* What you will do
Restate each entry word for word, leaving nothing out.

* Records shown
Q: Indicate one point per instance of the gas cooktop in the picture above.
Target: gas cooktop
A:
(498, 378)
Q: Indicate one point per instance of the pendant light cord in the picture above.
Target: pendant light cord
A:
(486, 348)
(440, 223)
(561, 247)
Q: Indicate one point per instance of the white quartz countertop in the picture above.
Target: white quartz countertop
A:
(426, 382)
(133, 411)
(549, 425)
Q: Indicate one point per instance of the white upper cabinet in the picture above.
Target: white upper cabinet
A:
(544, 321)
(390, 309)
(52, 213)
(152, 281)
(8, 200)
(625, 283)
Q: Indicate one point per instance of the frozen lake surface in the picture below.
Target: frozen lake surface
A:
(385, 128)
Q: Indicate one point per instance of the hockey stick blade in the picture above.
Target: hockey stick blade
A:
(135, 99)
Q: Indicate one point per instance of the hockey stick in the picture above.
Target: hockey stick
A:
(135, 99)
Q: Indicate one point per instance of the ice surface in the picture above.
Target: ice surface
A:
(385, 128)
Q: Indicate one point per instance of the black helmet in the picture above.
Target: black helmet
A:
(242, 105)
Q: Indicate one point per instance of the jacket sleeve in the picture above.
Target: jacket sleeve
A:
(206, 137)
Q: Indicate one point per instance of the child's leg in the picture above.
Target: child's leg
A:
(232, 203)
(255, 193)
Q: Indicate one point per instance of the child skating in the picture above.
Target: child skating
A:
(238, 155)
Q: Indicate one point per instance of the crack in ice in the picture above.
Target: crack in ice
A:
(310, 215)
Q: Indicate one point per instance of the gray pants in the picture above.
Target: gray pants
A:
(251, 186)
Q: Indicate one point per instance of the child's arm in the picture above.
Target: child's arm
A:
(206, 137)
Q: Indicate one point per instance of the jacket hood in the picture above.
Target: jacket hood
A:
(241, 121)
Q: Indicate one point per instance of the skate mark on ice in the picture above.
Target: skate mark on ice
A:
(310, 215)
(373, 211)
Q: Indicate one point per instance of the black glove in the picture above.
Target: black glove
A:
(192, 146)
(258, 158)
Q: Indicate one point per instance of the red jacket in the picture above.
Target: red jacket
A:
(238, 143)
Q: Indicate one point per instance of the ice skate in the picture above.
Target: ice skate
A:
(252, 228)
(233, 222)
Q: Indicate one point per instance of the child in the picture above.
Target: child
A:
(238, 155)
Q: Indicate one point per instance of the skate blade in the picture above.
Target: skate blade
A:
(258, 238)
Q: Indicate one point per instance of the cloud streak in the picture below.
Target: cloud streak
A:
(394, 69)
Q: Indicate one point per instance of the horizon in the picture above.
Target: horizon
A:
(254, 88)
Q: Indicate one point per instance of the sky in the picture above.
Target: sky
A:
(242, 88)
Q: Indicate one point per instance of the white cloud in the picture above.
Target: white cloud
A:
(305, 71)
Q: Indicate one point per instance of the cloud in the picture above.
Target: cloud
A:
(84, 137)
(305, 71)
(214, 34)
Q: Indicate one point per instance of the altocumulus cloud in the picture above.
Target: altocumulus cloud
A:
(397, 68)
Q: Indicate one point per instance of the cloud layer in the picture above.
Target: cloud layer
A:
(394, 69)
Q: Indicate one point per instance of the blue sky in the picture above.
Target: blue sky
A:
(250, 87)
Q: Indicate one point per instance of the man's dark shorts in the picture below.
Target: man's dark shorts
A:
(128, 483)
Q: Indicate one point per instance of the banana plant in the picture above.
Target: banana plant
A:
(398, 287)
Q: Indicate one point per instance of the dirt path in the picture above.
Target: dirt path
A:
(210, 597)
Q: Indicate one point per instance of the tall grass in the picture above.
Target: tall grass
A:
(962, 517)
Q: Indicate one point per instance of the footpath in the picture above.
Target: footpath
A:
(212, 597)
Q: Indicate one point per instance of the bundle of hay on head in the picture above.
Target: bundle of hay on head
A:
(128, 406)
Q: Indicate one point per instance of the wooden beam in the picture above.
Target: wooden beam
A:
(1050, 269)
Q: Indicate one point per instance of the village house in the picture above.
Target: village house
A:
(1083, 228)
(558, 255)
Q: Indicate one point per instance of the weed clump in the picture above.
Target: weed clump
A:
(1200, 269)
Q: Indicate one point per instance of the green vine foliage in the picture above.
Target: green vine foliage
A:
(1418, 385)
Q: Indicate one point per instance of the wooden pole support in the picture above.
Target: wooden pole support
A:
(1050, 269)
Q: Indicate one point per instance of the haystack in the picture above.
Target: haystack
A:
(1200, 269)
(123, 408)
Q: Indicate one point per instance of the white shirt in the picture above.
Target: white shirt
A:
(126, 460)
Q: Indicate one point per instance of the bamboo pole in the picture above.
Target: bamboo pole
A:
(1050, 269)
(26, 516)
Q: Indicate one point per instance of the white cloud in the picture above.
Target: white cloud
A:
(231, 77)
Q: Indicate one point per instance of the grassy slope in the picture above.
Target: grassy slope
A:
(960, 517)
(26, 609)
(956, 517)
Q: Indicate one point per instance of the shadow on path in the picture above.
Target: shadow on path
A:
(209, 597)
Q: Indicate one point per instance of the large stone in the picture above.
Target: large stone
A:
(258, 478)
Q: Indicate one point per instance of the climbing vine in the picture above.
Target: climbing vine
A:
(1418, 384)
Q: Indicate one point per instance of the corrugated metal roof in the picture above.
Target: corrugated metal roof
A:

* Expected answer
Q: Indicate one point per instance of the gas cooktop in the picture above.
Target: gas cooktop
A:
(498, 378)
Q: Indicate one point per instance of the pendant light cord in the picture above.
Target: pendant light cord
A:
(486, 348)
(440, 223)
(561, 247)
Q: Indicate one point per instance of the white quartz countertop in the picture above.
Target: white quartz countertop
A:
(426, 382)
(133, 411)
(549, 425)
Q: Indicate one point per instance of the white upper cabinet in the picture above.
Target: white upper cabinet
A:
(544, 321)
(390, 309)
(52, 213)
(152, 281)
(8, 200)
(625, 283)
Q: Indicate one point per instance of the frozen lake surface in the picture below.
Target: frozen lake surface
A:
(385, 128)
Q: Indicate one point per instance of the hockey stick blade in the picture above.
Target: hockey stick blade
A:
(135, 99)
Q: Indicate one point per instance of the hockey stick in the picture above.
Target: hockey stick
A:
(135, 99)
Q: Indicate one point per instance of the ice surface in the picture above.
Target: ice surface
A:
(385, 128)
Q: Indicate one point per instance of the black helmet in the picture above.
Target: black helmet
A:
(242, 105)
Q: Indicate one point per instance of the jacket sleeve in the picture above.
Target: jacket sleeve
A:
(206, 137)
Q: Indicate one point per instance of the child's leg in the picture above.
Target: child's leg
A:
(232, 203)
(255, 193)
Q: Indicate one point per instance of the child skating in the picture above.
Target: child skating
A:
(238, 155)
Q: Indicate one point per instance of the crack in ice in the picture above.
Target: crack in ice
A:
(310, 215)
Q: Indicate one point per instance of the gray pants in the picture above.
Target: gray pants
A:
(251, 186)
Q: Indicate one point per instance of the child's arm in the picture above.
Target: child's arm
A:
(206, 137)
Q: Indicate one point per instance of the jacket hood in the picture above.
Target: jacket hood
A:
(241, 121)
Q: Indicate one point per instance of the skate mark on ice in the picture above.
Target: skate mark on ice
A:
(310, 215)
(373, 211)
Q: Indicate one point per instance of the black glove in the picture above.
Target: black glove
A:
(192, 146)
(258, 158)
Q: Indicate one point per instance of the red jacket in the picture above.
Target: red jacket
A:
(238, 143)
Q: Indicate one point per instance of the ice skate in the picture above.
Target: ice skate
A:
(252, 228)
(233, 222)
Q: Indicate one point per instance of the child in the picture above.
Target: child
A:
(238, 155)
Q: Indicate one point per instance of the skate blade in the picture above.
Target: skate blade
A:
(258, 238)
Q: Indicate one point per instance of the cloud streak in the picture below.
Target: cloud streak
A:
(394, 69)
Q: Indicate one point per instance of the horizon in the picture above.
Target: horizon
A:
(254, 88)
Q: Indicate one point per instance of the sky in the picture above.
Target: sky
A:
(242, 88)
Q: Indicate one point per instance of the white cloud in the picture above.
Target: white cloud
A:
(305, 71)
Q: Indicate one point per instance of the cloud in the picture above.
Target: cloud
A:
(84, 137)
(305, 71)
(214, 34)
Q: Indicate one point per instance of the altocumulus cloud in the picture above.
Target: altocumulus cloud
A:
(397, 68)
Q: Indicate one point per instance of the cloud layer in the picture above.
Target: cloud layer
A:
(394, 69)
Q: Indicate one point per instance of the blue sky in the picture above.
Target: blue sky
A:
(250, 87)
Q: Indicate one point per instance of the man's dark shorts in the picture below.
Target: man's dark shorts
A:
(128, 483)
Q: Indicate one point per instance of the banana plant in the picture above.
Target: banana plant
A:
(398, 287)
Q: Indicate one point per instance of the dirt path in the picture above.
Target: dirt path
A:
(210, 597)
Q: Indicate one point per instance of the tall grass in the picture above.
Target: tall grass
A:
(962, 517)
Q: Indicate one point per instance of the footpath in the picture above.
Target: footpath
A:
(212, 597)
Q: Indicate one point per instance of the bundle of hay on head in the picture above.
Target: bundle of hay on head
A:
(128, 406)
Q: Indicate one point per instance of the wooden beam in the picture above.
Target: wooden beam
A:
(1050, 269)
Q: Indicate one point per instance of the village house in the picture above.
Target: village house
A:
(1083, 228)
(558, 255)
Q: Indicate one point per instance of the weed clump in the picture above.
Target: weed clump
A:
(1200, 269)
Q: Indicate one point per instance of the green vine foliage in the picture above.
Target: green vine foliage
A:
(1418, 385)
Q: Indicate one point per instance of the wooden pole support in the picture above.
Target: wooden pole support
A:
(1050, 269)
Q: Indicate one point per instance of the haystack in the picture above.
Target: haystack
A:
(1200, 269)
(123, 408)
Q: Indicate one point per instance of the white shirt in the picture above.
Target: white shirt
A:
(126, 460)
Q: Indicate one point per instance of the bamboo pole in the picture above.
Target: bamboo pole
A:
(1050, 269)
(26, 516)
Q: Indicate one point per instance of the white cloud in the picture above.
Target: white cloud
A:
(231, 77)
Q: Indicate one point per instance of the grassy slope in the picture above.
Target: grassy slope
A:
(960, 517)
(26, 609)
(956, 517)
Q: Indicate one point per instance of the shadow on path in the picture above.
Target: shadow on path
A:
(209, 597)
Q: Indicate one point per instance of the large stone in the picture above.
Target: large stone
A:
(258, 478)
Q: Indicate one point per instance of the climbing vine in the picture above.
Target: climbing vine
A:
(1418, 384)
Q: Indicate one point per instance of the corrugated metal roof in the picture above.
Target: corrugated metal roof
A:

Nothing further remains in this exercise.